Excerpts from a pointing dataset:
---------------

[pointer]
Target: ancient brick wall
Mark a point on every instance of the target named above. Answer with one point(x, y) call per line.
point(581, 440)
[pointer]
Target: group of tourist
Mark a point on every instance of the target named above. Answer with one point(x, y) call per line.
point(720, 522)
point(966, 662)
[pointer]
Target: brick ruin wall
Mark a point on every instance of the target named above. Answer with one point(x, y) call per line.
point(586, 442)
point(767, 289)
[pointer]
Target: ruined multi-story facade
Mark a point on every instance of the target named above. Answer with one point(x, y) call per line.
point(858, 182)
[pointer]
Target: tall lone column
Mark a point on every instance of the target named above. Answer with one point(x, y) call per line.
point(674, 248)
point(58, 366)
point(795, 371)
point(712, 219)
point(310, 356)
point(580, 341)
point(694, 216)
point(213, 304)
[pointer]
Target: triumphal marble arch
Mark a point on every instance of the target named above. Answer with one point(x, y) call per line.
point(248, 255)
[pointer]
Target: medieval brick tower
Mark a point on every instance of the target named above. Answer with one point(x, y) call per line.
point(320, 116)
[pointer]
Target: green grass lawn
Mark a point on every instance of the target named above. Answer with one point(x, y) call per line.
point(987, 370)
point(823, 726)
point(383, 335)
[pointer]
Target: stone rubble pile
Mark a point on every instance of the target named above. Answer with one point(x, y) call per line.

---------------

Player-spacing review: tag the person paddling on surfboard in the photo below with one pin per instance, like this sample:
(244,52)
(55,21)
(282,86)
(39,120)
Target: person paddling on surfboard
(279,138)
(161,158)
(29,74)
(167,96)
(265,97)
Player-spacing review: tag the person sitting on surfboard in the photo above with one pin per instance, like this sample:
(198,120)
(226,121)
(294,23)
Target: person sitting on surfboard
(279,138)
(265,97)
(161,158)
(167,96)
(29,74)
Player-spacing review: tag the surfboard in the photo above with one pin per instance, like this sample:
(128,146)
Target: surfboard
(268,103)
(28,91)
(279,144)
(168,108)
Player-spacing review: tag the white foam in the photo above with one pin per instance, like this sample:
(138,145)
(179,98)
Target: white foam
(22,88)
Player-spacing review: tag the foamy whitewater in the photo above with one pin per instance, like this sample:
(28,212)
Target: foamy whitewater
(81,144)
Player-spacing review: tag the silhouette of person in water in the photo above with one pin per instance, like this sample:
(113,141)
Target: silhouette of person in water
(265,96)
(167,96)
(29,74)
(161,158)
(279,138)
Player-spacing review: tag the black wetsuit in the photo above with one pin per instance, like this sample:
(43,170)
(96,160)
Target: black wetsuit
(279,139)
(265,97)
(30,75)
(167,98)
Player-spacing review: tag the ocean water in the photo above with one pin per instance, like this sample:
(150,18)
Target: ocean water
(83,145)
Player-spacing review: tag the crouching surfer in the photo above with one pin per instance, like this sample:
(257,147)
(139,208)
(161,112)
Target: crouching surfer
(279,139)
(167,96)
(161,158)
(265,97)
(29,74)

---------------

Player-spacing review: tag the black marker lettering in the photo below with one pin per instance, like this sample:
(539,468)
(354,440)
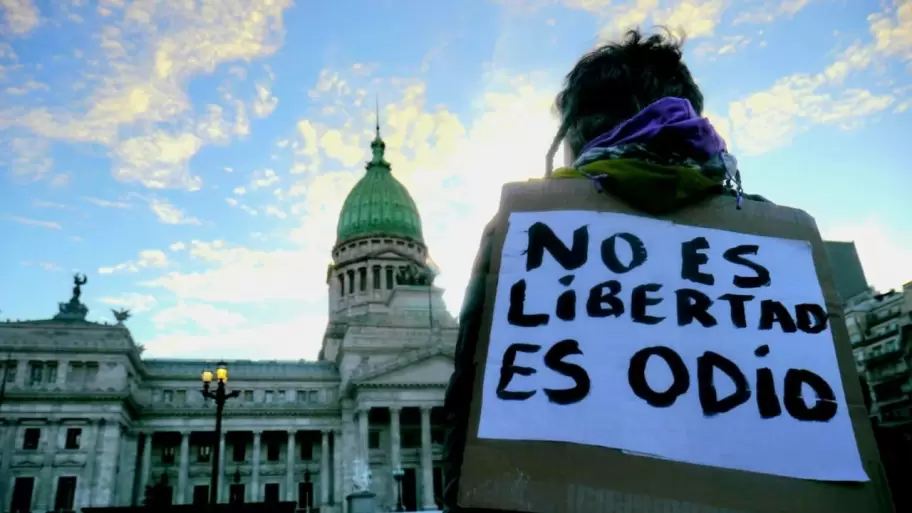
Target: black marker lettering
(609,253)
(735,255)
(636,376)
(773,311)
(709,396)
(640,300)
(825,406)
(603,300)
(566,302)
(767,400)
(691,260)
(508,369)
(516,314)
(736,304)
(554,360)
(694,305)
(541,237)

---------------

Show every line of the data above that contains the word "review", copying each of those lines in full.

Player-spacing review: tag the person paddling on surfboard in the photo below with one pin per instance, like this sample:
Player-spacing review: tag the person sitting on surfboard in the photo above with one pin per instance, like this sample:
Player-spacing review: tag the surfboard in the photo above with one pin per instance, like this sample:
Player-spacing review: tag the white foam in the photo above with one pin per instance, like this sample:
Player-spacing review: tag the foamy whitewater in the photo above with one pin per instance, like this sample:
Player-spacing review: tag the silhouette of person in water in the photo above with one pin per instance, like this sample:
Player-spacing review: tag the black wetsuit in the photo above with one pin per instance, like this sample:
Player-spacing review: tag the ocean water in the photo above with one pin per instance, like this sample:
Player-spacing review: tag the crouching surfer in the photo above with one pin per instance, like this sample:
Player-spacing review: tag the black marker lettering in the photo below with one pin per instance, like this sample:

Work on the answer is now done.